### [Extract]
Mumsnet has not checked the qualifications of anyone posting here. If you need help urgently or expert advice, please see our domestic violence webguide and/or relationships webguide. Many Mumsnetters experiencing domestic abuse have found this thread helpful: Listen up, everybody

So if your partner won't say he loves you or hug you, or kiss you...

53 replies

spotcheck · 15/10/2014 22:24

it ain't good right?
The backstory: we've been together 2 years and broken up a few times. We were back together for 10 months -things were really good and he recently moved in. Just before he moved in he started to drift away a bit. Nothing I could put my finger on, but not as affectionate as he was(he's not hugely affectionate anyways).
Anyways, he moved in - its been a few months and I can't remember when he last said he loved me. Or hugged me. We've had sex about 3 times in the last few months and during some of those times he refused to kiss me Blush. I've tried to talk to him but he says all is fine, he does love me etc etc.
I've said I can't live without affection and without being told I'm loved, but nothing has really changed.
I have kids, and he is brilliant with them - he loves being around them and they love him being here.
He's in his mid 40's, has never lived with someone with kids and has always been a bit of a lone wolf.
I'm hoping its all just an adjustment but think I'm probably fooling myself.
I feel so rejected, horrified, angry......

OP posts:
Panad · 16/10/2014 21:31

Thanks Spot. I don't know what to think really . Does he say he is in love with you?

SweetErmengarde · 16/10/2014 21:53

OP, you could tie yourself in knots trying to diagnose, for want of a better word, his issues. Whether he's gay, a porn addict, deeply repressed or just plain disengaged, it's not your job to ferret it out and fix him; that's fora therapist to do, should he ever be self aware enough to consult one.

Your only job is to ensure a healthy, happy life for yourself and your DC; watching the inevitable toll your partner's coldness will take on your self-esteem will upset and unsettle them far more than this relationship ending would.

You have nothing to lose here, you deserve affection and intimacy and if this man cannot or will not give you that, you can part ways civilly with no drama, financial wrangling or upheaval for your DC. State what you need and tell him he can step up or step out.

AMumInScotland · 17/10/2014 09:51

Maybe you need to return him to the 'friend' category? If you actually like him, that is. He certainly doesn't sound like what you want out of a partner.

It sounds like maybe you were both hoping this would work out and 'fix' whatever his problem is, but it hasn't worked. Better not to keep trying to turn this into something it's just never going to be.

Get him to move out, and see if being friends works out. And then you are free to look out for a loving, sexual relationship which will give you what you need. And he can look for what he needs, or maybe try to get some help with dealing with whatever the problem is so that he understands what he wants and has slightly more chance of finding it.

### [Activities]
- A) In the forum thread, how long has the original poster been with the partner?
- B) Summarize the forum thread in two sentences.

### [Records shown]
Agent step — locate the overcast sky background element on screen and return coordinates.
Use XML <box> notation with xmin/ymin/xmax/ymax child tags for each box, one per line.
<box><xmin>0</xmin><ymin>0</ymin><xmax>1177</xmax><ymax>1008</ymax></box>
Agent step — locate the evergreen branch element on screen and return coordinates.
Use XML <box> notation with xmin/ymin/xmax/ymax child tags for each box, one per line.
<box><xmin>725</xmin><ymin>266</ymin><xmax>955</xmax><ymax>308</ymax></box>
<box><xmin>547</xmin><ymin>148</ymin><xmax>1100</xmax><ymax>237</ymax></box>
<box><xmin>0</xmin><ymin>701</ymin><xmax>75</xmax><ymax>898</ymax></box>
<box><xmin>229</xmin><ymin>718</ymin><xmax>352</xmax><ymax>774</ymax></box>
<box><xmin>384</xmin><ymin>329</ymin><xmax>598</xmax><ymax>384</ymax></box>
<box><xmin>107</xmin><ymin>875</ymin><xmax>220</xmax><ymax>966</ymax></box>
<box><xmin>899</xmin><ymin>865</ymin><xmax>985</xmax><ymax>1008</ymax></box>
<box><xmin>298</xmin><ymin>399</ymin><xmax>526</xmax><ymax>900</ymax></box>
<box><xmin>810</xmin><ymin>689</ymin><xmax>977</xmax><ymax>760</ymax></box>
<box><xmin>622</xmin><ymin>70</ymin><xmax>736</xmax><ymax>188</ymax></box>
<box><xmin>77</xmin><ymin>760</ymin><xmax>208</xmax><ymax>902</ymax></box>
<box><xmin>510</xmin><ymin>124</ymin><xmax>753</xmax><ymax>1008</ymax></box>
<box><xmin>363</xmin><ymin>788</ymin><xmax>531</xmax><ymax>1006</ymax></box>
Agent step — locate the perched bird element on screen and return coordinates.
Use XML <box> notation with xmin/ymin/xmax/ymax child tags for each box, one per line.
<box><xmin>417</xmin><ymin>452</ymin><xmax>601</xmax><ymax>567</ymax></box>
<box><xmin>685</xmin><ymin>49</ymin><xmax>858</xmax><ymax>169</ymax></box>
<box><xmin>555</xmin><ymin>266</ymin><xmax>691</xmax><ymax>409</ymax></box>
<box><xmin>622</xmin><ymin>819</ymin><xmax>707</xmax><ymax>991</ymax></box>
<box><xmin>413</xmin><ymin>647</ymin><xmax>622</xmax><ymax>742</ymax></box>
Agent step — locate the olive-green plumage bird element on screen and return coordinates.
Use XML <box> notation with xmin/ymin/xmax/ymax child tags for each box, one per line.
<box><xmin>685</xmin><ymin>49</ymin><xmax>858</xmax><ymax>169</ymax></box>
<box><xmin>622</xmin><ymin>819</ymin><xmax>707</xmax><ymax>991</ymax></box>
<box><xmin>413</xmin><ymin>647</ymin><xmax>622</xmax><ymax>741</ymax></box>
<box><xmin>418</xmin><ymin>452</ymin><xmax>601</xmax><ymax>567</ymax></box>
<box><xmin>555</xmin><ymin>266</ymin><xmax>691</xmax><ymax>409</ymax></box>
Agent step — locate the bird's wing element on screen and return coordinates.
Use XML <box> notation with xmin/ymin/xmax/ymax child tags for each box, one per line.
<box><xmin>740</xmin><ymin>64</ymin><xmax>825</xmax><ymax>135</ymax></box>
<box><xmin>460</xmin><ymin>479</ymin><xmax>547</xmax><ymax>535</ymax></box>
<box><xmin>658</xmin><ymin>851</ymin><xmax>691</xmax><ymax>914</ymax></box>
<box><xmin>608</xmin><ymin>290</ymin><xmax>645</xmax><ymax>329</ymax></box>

### [Responses per task]
- A) Two years, with several breakups along the way.

- B) The original poster describes a partner of two years who, since moving in a few months ago, has stopped saying he loves the poster, hugging, or kissing, and who insists all is fine despite being told the poster needs affection. Replies advise against trying to diagnose or fix him, suggesting instead that the poster state what is needed and tell him to step up or step out, or return him to the friend category and have him move out.